• [Exercise set]
**1)** From the text on learning gene regulatory networks, list every way, given in parentheses, in which co-regulated genes may be functionally associated.
**2)** Carry on the text on learning gene regulatory networks with cMonkey, beginning right after its final sentence.

:: Page text

Published: 2 June 2006



The learning of global genetic regulatory networks from expression data is a severely under-constrained problem that is aided by reducing the dimensionality of the search space by means of clustering genes into putatively co-regulated groups, as opposed to those that are simply co-expressed. Be cause genes may be co-regulated only across a subset of all observed experimental conditions, biclustering (clustering of genes and conditions) is more appropriate than standard clustering. Co-regulated genes are also often functionally (physically, spatially, genetically, and/or evolutionarily) associated, and such a priori known or pre-computed associations can provide support for appropriately grouping genes. One important association is the presence of one or more common cis-regulatory motifs. In organisms where these motifs are not known, their de novo detection, integrated into the clustering algorithm, can help to guide the process towards more biologically parsimonious solutions.


We have developed an algorithm, cMonkey, that detects putative co-regulated gene groupings by integrating the biclustering of gene expression data and various functional associations with the de novo detection of sequence motifs.

::::
:: Stored data

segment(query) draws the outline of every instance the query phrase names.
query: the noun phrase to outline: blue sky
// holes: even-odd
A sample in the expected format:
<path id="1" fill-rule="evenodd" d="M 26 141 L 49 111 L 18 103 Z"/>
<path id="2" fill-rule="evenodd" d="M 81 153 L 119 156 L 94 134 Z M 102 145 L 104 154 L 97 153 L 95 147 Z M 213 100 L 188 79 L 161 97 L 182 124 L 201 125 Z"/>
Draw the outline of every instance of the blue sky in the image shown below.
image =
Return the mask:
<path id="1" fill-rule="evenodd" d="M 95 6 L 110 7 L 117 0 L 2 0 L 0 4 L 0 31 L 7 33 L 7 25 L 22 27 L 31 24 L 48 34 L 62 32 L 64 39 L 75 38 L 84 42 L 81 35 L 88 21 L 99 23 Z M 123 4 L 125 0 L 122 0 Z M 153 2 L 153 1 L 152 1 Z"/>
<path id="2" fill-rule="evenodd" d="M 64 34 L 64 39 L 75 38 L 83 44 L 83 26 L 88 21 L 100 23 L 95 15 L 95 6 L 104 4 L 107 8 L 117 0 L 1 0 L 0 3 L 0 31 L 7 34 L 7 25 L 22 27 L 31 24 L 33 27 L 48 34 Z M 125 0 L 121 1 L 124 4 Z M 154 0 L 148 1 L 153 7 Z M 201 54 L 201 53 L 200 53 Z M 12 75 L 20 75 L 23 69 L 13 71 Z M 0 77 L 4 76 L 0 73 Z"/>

::::
:: Stored data

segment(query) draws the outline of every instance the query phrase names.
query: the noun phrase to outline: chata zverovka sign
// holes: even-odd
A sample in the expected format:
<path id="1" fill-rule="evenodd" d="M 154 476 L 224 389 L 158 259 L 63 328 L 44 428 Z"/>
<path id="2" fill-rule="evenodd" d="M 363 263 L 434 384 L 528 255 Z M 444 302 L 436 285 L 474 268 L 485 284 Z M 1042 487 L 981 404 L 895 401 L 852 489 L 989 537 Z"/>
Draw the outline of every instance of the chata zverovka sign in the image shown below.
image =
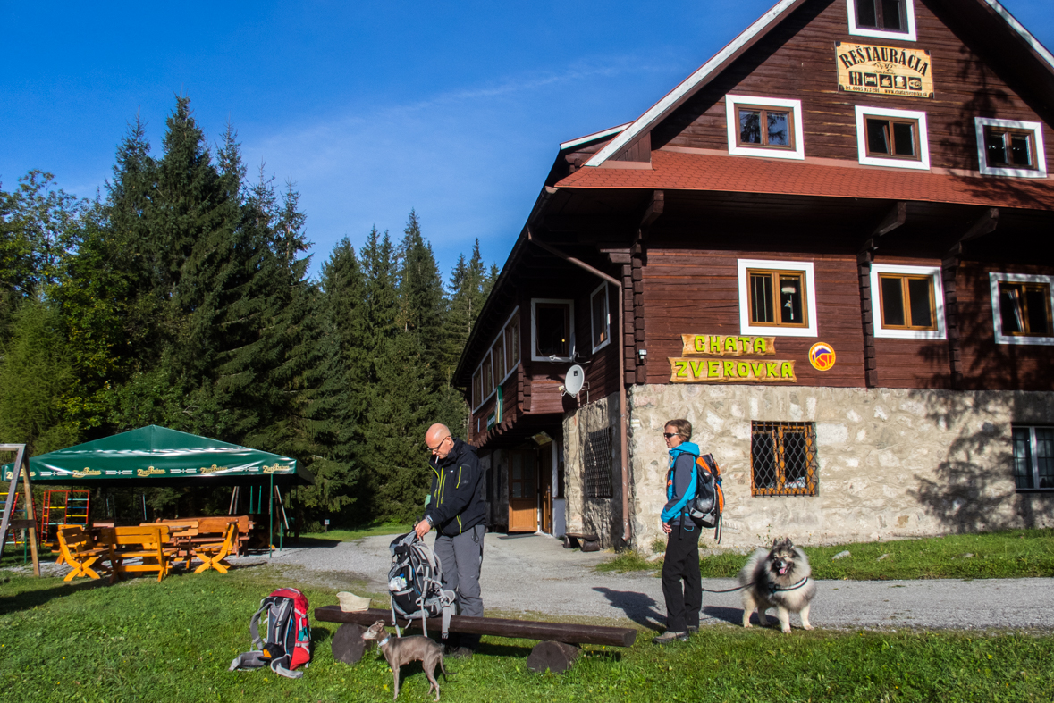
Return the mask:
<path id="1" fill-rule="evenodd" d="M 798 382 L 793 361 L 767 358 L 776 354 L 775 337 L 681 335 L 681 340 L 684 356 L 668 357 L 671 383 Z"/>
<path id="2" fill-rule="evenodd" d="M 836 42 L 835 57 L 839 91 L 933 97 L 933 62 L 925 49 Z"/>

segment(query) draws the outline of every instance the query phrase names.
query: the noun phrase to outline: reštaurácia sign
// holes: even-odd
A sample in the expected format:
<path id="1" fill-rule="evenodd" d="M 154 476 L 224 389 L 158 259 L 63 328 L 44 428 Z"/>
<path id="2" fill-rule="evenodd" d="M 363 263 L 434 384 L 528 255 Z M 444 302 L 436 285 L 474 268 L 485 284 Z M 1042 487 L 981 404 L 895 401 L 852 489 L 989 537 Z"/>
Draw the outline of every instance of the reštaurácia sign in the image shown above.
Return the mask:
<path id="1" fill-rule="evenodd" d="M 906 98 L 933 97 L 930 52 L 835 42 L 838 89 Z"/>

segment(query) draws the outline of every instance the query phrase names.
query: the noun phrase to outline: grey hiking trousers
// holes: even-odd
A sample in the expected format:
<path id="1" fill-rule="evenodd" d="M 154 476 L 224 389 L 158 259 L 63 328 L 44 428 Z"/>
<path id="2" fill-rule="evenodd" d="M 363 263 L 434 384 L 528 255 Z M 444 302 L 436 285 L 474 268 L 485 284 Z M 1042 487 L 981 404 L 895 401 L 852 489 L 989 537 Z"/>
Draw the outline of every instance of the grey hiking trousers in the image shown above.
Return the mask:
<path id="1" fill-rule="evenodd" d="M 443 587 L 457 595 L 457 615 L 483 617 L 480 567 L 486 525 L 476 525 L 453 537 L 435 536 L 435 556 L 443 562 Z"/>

::::
:: Stored data

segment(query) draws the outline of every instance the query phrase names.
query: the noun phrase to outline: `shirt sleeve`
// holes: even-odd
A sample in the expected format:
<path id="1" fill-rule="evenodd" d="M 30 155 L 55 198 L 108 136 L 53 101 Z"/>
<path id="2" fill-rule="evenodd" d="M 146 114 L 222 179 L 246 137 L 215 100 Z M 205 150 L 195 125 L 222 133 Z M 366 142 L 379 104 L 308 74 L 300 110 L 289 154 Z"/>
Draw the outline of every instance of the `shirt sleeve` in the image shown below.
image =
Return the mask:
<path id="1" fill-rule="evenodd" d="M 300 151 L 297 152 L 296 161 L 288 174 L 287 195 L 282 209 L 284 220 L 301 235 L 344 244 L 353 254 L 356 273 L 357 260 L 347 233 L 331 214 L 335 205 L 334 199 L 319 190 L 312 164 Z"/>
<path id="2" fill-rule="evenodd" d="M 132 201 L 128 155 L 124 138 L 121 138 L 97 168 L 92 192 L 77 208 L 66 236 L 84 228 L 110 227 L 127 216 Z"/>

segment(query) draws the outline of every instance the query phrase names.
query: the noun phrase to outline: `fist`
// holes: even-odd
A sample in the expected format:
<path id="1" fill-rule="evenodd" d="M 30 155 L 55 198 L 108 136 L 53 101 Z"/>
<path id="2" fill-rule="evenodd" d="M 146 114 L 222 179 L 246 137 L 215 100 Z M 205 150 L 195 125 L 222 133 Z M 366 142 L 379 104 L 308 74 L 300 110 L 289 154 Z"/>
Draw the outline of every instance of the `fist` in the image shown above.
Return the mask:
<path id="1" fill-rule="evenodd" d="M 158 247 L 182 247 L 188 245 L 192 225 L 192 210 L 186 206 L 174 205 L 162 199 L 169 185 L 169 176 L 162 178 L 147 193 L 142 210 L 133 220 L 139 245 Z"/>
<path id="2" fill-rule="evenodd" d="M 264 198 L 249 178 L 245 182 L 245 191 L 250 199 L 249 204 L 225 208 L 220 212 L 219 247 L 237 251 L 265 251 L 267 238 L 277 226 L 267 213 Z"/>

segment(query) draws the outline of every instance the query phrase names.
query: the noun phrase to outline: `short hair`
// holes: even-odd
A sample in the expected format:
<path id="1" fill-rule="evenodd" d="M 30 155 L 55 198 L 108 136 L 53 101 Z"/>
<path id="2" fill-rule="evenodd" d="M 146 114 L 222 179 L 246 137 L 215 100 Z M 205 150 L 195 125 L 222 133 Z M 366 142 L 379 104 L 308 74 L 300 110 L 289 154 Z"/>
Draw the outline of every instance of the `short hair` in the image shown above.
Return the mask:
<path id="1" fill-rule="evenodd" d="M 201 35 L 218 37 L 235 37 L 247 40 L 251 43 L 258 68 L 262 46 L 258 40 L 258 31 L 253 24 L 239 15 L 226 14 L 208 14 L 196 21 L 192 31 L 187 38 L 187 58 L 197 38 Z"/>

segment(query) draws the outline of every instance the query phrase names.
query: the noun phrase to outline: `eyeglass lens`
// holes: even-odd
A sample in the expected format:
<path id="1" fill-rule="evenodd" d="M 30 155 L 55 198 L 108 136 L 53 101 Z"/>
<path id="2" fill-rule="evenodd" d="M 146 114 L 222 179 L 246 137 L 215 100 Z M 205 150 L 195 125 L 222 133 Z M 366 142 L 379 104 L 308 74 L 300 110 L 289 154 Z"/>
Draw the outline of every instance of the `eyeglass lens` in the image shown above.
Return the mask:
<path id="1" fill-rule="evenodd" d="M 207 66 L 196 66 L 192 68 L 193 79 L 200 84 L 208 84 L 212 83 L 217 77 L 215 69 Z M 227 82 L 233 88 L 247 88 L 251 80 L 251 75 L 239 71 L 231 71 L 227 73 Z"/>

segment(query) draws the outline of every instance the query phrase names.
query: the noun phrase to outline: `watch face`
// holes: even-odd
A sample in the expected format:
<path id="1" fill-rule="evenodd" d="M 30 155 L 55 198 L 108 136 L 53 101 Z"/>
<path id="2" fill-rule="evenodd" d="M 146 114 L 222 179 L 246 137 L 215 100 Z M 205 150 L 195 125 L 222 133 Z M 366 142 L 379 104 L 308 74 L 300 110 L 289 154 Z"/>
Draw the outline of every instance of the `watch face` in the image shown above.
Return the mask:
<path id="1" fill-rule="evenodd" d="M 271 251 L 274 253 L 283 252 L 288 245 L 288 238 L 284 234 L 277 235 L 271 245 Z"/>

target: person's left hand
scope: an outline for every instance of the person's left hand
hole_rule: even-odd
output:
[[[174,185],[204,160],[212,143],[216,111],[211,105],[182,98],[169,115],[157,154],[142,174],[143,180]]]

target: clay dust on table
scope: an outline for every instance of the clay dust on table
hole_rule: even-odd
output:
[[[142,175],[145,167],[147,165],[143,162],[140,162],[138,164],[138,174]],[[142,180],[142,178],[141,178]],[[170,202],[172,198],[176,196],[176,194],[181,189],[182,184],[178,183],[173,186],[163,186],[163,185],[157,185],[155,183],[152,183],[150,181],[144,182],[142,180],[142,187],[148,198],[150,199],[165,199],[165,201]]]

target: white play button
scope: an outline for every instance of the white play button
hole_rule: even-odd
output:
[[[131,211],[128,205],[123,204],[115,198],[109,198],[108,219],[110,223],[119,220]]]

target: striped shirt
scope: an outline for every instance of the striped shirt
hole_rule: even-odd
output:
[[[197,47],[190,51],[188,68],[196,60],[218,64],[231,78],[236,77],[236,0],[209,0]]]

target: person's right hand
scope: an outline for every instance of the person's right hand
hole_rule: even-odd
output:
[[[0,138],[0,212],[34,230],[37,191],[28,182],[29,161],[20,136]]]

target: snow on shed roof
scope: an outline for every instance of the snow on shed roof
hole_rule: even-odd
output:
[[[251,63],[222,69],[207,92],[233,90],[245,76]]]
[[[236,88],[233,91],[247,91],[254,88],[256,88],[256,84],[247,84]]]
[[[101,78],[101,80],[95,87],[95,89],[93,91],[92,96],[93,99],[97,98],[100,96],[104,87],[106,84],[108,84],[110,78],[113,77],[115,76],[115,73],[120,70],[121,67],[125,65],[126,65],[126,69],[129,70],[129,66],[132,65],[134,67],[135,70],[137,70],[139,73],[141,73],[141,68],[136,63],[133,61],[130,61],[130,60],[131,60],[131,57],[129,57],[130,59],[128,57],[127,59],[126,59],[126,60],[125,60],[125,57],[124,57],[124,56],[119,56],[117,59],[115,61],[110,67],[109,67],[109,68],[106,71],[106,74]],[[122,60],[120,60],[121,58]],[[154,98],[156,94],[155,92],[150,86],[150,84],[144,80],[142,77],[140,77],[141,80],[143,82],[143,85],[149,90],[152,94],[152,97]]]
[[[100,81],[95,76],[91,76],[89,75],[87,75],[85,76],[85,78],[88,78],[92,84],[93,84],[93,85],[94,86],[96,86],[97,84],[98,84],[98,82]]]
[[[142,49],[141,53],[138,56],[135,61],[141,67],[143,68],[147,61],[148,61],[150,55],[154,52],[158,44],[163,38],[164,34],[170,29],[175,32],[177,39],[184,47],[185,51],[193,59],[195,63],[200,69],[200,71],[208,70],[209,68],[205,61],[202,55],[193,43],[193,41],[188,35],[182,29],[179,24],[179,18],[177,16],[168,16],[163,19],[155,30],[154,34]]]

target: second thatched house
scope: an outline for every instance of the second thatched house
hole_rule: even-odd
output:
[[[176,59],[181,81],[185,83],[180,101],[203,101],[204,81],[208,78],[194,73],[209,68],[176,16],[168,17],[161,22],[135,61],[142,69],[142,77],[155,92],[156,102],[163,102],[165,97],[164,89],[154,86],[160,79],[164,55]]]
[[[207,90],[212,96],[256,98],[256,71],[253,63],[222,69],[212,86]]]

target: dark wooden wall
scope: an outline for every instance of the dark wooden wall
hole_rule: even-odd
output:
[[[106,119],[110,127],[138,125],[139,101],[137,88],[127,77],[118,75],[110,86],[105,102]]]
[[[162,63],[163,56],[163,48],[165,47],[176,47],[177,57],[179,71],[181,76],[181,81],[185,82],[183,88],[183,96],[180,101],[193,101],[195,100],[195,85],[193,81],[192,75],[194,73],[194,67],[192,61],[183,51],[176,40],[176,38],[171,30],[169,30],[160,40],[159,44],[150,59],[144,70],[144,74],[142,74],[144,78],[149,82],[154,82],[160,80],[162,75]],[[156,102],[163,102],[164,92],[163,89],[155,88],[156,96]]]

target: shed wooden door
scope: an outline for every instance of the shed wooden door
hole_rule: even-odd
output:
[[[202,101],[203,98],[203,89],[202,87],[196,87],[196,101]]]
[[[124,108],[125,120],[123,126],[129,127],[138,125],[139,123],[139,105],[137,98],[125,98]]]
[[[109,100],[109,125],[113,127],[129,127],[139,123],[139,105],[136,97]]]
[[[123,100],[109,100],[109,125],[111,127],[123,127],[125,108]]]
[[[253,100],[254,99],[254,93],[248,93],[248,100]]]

::::

• [Replies]
**1)** Physically, spatially, genetically, and evolutionarily.

**2)**
We have applied this procedure to the archaeon Halobacterium NRC-1, as part of our efforts to decipher its regulatory network. In addition, we used cMonkey on public data for three organisms in the other two domains of life: Helicobacter pylori, Saccharomyces cerevisiae, and Escherichia coli. The biclusters detected by cMonkey both recapitulated known biology and enabled novel predictions (some for Halobacterium were subsequently confirmed in the laboratory). For example, it identified the bacteriorhodopsin regulon, assigned additional genes to this regulon with apparently unrelated function, and detected its known promoter motif. We have performed a thorough comparison of cMonkey results against other clustering methods, and find that cMonkey biclusters are more parsimonious with all available evidence for co-regulation.